§ What the exercise asks: Could you rewrite the records as a numbered list, covering only the lines from the very first line of the records through the line holding "point(308, 163)", both ends included, and leaving out any blank lines?

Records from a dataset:

────────────────────

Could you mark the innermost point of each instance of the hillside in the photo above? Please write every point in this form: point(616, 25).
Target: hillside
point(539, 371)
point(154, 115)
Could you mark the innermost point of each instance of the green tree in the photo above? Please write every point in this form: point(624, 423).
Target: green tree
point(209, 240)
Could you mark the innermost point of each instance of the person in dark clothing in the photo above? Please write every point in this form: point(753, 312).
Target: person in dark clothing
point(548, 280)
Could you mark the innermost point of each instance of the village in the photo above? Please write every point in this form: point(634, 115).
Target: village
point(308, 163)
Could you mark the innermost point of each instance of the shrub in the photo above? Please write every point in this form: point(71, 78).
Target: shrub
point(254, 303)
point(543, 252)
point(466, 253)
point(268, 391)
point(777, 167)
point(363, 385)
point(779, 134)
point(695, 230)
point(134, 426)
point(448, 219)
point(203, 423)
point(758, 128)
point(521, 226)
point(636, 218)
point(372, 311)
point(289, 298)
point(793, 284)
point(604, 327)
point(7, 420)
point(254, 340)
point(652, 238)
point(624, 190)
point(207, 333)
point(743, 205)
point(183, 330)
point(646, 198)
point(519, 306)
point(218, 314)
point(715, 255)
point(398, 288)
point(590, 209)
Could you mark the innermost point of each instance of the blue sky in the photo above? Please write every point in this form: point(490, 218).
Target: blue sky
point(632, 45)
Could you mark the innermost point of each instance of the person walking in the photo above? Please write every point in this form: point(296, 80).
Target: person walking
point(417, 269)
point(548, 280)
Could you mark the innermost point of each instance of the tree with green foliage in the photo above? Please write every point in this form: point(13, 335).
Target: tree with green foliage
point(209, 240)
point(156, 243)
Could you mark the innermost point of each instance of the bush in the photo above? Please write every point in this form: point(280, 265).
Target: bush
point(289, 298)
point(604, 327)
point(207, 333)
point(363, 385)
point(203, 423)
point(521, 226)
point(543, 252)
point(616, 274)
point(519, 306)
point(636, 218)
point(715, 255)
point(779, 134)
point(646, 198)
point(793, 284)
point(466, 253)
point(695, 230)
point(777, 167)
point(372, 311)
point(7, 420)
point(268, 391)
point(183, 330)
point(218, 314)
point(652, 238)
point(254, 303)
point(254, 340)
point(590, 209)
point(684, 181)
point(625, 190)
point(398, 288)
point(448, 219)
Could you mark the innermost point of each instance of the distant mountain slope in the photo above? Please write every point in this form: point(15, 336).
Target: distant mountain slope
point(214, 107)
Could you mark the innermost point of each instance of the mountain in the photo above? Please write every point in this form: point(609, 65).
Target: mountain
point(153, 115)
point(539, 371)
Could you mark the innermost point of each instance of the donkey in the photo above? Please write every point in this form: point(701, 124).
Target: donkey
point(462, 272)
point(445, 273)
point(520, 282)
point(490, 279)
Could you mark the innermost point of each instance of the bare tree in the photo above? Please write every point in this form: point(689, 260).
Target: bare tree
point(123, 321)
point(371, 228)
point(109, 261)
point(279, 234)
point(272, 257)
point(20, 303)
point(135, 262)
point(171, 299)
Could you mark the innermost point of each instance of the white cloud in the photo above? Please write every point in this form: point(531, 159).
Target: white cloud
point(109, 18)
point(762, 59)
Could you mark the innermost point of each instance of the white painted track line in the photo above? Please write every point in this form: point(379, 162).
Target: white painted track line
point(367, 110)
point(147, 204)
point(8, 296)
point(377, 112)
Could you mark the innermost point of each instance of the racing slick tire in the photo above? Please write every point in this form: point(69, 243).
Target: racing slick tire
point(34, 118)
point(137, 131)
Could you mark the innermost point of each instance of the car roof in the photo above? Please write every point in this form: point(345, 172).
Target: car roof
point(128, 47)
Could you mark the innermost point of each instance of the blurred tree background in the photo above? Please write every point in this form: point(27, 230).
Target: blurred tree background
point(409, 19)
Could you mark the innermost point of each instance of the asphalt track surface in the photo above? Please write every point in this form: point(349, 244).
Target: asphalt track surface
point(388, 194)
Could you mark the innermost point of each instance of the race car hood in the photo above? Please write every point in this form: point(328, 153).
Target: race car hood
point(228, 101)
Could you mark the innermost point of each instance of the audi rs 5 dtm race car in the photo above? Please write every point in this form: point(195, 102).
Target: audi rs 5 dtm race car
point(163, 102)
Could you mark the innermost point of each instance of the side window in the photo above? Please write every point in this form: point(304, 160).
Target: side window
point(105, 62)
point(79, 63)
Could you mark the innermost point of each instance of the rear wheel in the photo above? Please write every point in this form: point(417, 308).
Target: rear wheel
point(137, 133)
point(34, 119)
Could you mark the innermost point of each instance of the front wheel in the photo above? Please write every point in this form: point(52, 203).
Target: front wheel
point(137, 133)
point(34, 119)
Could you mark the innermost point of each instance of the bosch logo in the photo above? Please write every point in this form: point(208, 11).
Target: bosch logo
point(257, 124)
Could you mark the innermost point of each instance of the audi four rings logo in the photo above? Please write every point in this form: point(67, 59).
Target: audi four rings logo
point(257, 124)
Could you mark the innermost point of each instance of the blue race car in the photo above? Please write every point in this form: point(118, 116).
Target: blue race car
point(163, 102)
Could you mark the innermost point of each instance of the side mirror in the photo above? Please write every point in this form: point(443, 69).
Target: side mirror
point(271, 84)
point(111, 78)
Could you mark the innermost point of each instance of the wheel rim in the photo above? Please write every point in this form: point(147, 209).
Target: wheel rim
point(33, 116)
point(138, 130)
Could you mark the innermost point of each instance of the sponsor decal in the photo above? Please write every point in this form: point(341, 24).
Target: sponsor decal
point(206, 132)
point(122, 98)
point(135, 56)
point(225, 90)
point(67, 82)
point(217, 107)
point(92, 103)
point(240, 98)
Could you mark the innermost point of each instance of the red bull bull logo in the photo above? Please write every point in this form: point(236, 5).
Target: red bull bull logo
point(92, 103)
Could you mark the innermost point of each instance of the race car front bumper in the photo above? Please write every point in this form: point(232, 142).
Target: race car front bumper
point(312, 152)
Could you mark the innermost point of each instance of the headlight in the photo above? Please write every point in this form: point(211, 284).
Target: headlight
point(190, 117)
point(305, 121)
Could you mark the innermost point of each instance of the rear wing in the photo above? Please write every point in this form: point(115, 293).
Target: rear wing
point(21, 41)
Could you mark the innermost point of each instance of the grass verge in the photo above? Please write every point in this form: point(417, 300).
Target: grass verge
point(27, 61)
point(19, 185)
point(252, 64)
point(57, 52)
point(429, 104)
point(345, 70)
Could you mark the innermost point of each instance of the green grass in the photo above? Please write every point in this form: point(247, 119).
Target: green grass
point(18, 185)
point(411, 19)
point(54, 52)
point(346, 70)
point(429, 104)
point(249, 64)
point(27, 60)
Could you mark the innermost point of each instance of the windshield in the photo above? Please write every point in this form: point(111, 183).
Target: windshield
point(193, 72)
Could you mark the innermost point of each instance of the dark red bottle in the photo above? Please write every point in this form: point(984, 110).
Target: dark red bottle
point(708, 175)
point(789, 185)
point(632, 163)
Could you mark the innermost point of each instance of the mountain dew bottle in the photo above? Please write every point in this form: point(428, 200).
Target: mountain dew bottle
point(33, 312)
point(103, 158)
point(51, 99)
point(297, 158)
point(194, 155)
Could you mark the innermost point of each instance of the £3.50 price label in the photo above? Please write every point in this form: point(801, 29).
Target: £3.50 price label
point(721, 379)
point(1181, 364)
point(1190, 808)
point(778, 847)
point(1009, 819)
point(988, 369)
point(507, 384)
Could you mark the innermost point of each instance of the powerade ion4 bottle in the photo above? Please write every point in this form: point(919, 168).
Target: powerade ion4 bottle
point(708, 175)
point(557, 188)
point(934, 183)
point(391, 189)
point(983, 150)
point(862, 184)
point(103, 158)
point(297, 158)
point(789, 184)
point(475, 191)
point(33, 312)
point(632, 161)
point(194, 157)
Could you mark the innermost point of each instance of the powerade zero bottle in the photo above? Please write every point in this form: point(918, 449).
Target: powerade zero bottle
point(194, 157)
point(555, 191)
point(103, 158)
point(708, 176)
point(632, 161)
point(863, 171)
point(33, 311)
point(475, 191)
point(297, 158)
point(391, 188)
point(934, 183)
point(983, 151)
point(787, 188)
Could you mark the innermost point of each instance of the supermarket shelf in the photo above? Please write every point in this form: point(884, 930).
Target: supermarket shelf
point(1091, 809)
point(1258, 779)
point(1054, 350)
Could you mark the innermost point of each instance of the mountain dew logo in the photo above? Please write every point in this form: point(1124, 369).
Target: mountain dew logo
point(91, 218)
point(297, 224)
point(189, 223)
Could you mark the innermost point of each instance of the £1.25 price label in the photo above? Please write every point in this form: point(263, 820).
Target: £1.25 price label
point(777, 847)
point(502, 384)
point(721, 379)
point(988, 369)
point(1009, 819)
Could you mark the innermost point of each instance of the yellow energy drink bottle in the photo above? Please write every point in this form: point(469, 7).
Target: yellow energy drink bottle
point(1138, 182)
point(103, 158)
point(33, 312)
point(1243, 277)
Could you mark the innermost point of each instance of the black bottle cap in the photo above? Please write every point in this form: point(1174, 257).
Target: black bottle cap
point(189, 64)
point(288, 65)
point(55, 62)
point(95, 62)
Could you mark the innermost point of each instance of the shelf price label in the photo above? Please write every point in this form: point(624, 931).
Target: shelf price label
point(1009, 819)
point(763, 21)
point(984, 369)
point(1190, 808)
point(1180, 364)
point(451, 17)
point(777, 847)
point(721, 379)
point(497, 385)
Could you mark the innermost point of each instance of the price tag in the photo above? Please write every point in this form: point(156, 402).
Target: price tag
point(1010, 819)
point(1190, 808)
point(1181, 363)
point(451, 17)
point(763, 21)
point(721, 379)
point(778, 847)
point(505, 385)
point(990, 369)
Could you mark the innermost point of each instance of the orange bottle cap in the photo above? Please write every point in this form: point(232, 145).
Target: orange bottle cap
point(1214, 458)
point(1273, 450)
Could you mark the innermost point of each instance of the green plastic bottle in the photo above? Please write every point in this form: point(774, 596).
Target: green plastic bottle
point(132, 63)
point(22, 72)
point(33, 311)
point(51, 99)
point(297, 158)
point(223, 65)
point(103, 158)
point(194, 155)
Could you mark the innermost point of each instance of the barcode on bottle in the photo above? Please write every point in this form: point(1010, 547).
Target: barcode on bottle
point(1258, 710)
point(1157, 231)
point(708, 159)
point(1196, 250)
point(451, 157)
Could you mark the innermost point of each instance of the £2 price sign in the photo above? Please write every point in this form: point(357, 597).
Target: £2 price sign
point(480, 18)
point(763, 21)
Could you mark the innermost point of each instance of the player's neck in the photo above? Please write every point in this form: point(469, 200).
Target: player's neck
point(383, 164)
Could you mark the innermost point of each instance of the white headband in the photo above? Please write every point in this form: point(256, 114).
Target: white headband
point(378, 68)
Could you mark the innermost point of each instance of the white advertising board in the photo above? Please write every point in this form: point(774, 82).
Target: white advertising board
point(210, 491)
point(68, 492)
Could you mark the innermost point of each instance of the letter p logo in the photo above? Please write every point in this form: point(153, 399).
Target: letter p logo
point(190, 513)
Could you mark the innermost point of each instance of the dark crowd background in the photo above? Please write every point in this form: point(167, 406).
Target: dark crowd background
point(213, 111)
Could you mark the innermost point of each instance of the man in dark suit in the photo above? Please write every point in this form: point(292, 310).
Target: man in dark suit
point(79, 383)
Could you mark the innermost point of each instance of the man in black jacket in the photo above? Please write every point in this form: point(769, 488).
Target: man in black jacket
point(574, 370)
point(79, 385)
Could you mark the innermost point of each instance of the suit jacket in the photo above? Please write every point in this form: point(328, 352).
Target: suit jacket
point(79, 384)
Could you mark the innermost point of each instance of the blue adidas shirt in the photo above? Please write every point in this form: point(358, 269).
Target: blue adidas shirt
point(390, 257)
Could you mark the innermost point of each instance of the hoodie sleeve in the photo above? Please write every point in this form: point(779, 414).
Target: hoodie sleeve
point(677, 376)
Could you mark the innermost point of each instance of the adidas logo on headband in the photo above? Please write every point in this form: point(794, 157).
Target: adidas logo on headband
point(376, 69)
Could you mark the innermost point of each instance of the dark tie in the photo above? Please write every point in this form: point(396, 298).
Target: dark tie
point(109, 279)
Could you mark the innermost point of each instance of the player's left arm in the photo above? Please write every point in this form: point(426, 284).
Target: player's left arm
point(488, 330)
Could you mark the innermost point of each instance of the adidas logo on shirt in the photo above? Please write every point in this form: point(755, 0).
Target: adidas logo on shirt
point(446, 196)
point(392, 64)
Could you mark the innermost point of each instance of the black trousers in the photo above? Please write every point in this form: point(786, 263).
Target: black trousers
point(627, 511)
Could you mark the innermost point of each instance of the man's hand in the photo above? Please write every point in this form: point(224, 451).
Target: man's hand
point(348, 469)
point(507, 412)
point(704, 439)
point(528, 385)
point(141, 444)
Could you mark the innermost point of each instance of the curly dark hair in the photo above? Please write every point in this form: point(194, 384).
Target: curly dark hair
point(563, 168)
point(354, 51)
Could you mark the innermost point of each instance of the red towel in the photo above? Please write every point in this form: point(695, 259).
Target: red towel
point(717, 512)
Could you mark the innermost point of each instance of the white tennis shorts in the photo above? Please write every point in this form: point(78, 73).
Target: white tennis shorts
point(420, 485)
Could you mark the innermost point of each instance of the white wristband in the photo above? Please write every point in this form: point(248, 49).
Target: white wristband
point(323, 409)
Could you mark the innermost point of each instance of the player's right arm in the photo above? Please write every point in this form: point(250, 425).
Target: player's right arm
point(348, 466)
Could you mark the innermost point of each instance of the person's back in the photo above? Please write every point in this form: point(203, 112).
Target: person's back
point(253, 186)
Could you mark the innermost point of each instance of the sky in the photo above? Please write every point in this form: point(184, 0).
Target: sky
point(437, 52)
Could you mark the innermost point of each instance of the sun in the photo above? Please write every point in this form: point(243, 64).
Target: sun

────────────────────

§ The solution:
1. Could you mark the innermost point of each instance of the hillside in the photo above? Please write every point in this form: point(616, 25).
2. Target: hillside
3. point(539, 371)
4. point(154, 115)
5. Could you mark the innermost point of each instance of the green tree in the photo above? Please write every point in this form: point(624, 423).
6. Target: green tree
7. point(209, 240)
8. Could you mark the innermost point of each instance of the person in dark clothing in the photo above? Please write every point in this form: point(753, 312).
9. Target: person in dark clothing
10. point(548, 280)
11. Could you mark the innermost point of each instance of the village in the photo above? Please write every point in this form: point(634, 115).
12. Target: village
13. point(308, 163)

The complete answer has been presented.